* Brief: Rewrite the material below with every "single-line" changed to "one-line". Leave everything else as it is.

* Provided data:

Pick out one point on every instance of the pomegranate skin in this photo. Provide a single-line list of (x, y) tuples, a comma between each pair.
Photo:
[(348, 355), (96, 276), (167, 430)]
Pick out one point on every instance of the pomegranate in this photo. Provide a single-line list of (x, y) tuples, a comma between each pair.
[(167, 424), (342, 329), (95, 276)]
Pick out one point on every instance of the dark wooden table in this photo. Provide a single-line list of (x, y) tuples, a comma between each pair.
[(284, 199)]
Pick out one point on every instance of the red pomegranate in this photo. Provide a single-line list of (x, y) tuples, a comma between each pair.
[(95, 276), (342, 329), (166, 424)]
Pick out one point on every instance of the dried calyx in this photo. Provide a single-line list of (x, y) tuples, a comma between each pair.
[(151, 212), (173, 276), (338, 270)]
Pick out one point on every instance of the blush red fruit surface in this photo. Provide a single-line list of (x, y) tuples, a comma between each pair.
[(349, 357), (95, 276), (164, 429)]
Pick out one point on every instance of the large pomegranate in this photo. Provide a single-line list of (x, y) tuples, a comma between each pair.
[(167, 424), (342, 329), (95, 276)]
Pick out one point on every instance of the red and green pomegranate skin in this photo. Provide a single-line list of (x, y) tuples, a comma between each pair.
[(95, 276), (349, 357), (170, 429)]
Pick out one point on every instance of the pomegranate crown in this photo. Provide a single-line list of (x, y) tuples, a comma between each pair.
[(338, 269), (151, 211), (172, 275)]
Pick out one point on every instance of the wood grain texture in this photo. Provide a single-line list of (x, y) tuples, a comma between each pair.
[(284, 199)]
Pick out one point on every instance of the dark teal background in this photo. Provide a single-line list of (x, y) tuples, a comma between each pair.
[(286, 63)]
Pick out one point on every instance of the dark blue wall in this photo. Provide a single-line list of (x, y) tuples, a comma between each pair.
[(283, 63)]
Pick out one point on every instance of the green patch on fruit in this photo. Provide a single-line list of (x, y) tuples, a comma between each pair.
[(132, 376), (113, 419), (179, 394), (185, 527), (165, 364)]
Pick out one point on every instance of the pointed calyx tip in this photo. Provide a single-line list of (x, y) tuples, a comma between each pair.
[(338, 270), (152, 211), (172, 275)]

* Result below:
Pick out one point on every instance of the pomegranate skin in this photo. Provide a one-line list of (x, y) tuples, a comma between each pair.
Photo:
[(348, 355), (96, 276), (167, 430)]
Pick out one point on every instance of the pomegranate in this photo. Provide a one-line list of (x, y) tuples, a comma between each pair.
[(167, 424), (342, 329), (95, 276)]
Pick out one point on every instance of the dark wooden table in this photo. Provide a one-line list of (x, y) tuples, a comma between each pair.
[(284, 199)]
Pick out one point on every instance of the red pomegranate in this photo. Provide a one-line list of (x, y) tuples, a comma between each pair.
[(95, 276), (342, 329), (166, 424)]
Pick out one point on every instance of the dried calyx in this photo. Provide a one-line list of (x, y) tuples, a comma between each pair.
[(151, 212), (173, 276), (338, 270)]
Pick out one point on every instance of the blush red fruit surface in this photo. Provide a one-line list of (x, y) tuples, a comma between each pair.
[(349, 357), (95, 276), (164, 429)]
Pick out one point on every instance of the large pomegranate in this photo. Provide a one-line list of (x, y) tuples, a comma between each pair.
[(167, 424), (342, 329), (95, 276)]
Pick out one point on every instance of the red and green pomegranate skin in this photo. Provide a one-line list of (x, y) tuples, a comma between each pair.
[(95, 276), (349, 357), (170, 429)]
Pick out one point on every instance of the pomegranate crown in this photo. Provide a one-line list of (x, y) tuples, a comma between each pair.
[(338, 269), (151, 211), (172, 275)]
Pick out one point on every instance of the wood grain texture in this photo. Provide a one-line list of (x, y) tuples, a comma between each pair.
[(284, 199)]
Pick out one point on every instance of the dark teal background in this photo. Provide a one-line list of (x, y) tuples, a comma between each pair.
[(286, 63)]
Pick out one point on every instance of the dark blue wall in this photo. Provide a one-line list of (x, y) tuples, a comma between each pair.
[(283, 63)]
Pick out one point on every instance of the green patch on fruit in this photo. Provide a one-line list of (x, y) tuples, a comma between each pair.
[(132, 376), (113, 419), (179, 394), (185, 527), (165, 364)]
Pick out one point on every instance of the pointed calyx tip in this photo. Provide a one-line list of (x, y) tuples, a comma between each pair.
[(338, 270), (152, 211), (172, 275)]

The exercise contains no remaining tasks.